■ Task instructions
Rewrite all of the data below, replacing "positive clicks" with "foreground clicks" and leaving everything else unchanged. Omit the pictures from your answer.

■ Given records

═══

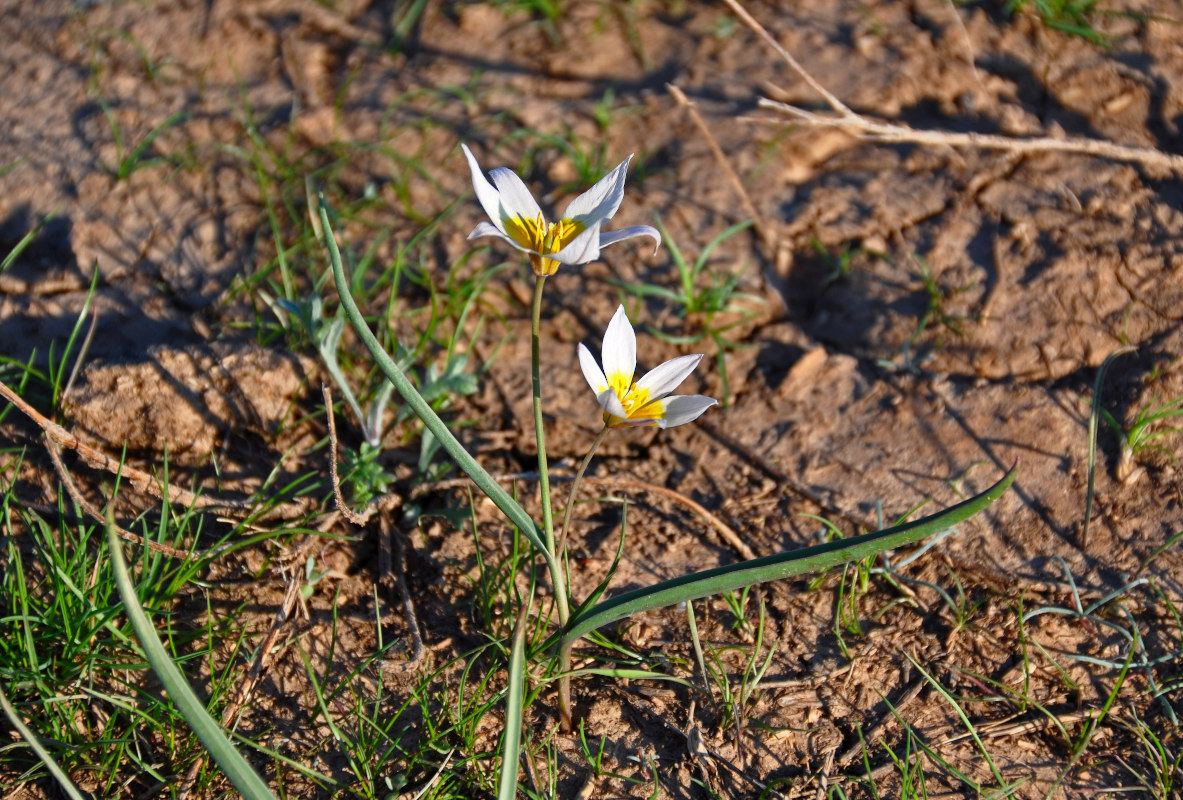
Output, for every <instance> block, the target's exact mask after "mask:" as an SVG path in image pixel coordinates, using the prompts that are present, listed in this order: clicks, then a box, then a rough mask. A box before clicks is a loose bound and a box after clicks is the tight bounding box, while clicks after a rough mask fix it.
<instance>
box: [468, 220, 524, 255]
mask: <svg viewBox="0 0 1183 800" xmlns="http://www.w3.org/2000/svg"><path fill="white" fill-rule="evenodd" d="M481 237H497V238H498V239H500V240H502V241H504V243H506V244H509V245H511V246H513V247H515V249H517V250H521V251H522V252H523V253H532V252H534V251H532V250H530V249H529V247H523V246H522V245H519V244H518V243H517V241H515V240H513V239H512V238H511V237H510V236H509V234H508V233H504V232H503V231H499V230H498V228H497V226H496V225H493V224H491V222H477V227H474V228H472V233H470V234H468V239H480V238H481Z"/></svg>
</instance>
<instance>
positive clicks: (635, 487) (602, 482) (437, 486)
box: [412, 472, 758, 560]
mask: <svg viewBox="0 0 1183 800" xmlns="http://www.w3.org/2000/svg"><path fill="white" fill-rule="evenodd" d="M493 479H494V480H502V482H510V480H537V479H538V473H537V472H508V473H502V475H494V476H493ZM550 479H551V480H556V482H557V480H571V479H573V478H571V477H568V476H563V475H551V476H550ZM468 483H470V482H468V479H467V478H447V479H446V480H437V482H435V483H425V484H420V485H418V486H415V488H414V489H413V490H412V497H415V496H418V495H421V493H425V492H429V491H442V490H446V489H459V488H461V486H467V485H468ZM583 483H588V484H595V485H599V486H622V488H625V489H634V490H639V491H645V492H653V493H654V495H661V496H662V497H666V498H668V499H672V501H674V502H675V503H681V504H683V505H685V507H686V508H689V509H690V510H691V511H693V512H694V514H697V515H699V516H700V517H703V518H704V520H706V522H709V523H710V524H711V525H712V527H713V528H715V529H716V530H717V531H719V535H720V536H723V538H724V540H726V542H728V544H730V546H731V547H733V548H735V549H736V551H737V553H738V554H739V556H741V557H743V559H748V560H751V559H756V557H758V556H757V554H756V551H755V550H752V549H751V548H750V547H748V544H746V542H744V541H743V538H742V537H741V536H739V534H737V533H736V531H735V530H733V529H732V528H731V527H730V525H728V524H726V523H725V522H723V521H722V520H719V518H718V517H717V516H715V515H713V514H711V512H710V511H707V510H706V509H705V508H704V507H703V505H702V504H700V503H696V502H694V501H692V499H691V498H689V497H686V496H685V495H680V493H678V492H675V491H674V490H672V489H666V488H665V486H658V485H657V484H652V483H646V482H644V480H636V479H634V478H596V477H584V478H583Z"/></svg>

═══

■ Answer to the exercise
Output, for every <instance> block, the target's exact mask after "mask:" as an SVG path in image pixel coordinates, using the prompts that are present, listed in this order: clicks, then a box, then a rough mask. A box before clicks is a loose bound and a box after clicks is the tight bounding box, while clicks after a rough mask fix it.
<instance>
box: [468, 220, 524, 255]
mask: <svg viewBox="0 0 1183 800" xmlns="http://www.w3.org/2000/svg"><path fill="white" fill-rule="evenodd" d="M481 237H497V238H498V239H500V240H502V241H504V243H506V244H509V245H511V246H513V247H515V249H517V250H521V251H522V252H523V253H532V252H534V251H532V250H530V249H529V247H523V246H522V245H519V244H518V243H517V241H515V240H513V239H512V238H511V237H510V236H509V234H508V233H504V232H503V231H499V230H498V228H497V226H496V225H493V224H491V222H477V227H474V228H472V233H470V234H468V239H480V238H481Z"/></svg>
</instance>
<instance>
foreground clicks: (635, 487) (602, 482) (437, 486)
box: [412, 472, 758, 560]
mask: <svg viewBox="0 0 1183 800" xmlns="http://www.w3.org/2000/svg"><path fill="white" fill-rule="evenodd" d="M493 479H494V480H502V482H510V480H537V479H538V473H537V472H508V473H502V475H494V476H493ZM550 479H551V480H556V482H557V480H571V479H573V478H571V477H568V476H563V475H551V476H550ZM468 483H470V482H468V479H467V478H447V479H446V480H437V482H435V483H425V484H420V485H418V486H415V488H414V489H413V490H412V497H415V496H418V495H421V493H425V492H429V491H442V490H446V489H459V488H461V486H467V485H468ZM583 483H588V484H595V485H599V486H622V488H625V489H634V490H639V491H645V492H653V493H654V495H661V496H662V497H666V498H668V499H672V501H674V502H675V503H681V504H683V505H685V507H686V508H689V509H690V510H691V511H693V512H694V514H697V515H699V516H700V517H703V518H704V520H706V522H709V523H710V524H711V525H712V527H713V528H715V529H716V530H717V531H719V535H720V536H723V538H724V540H726V542H728V544H730V546H731V547H733V548H735V549H736V551H737V553H738V554H739V556H741V557H743V559H748V560H751V559H756V557H758V556H757V554H756V551H755V550H752V549H751V548H750V547H748V544H746V542H744V541H743V538H742V537H741V536H739V534H737V533H736V531H735V530H733V529H732V528H731V527H730V525H728V524H726V523H725V522H723V521H722V520H719V518H718V517H717V516H715V515H713V514H711V512H710V511H707V510H706V509H705V508H704V507H703V505H702V504H700V503H696V502H694V501H692V499H691V498H689V497H686V496H685V495H680V493H678V492H675V491H674V490H672V489H666V488H665V486H658V485H657V484H652V483H646V482H644V480H636V479H634V478H596V477H584V478H583Z"/></svg>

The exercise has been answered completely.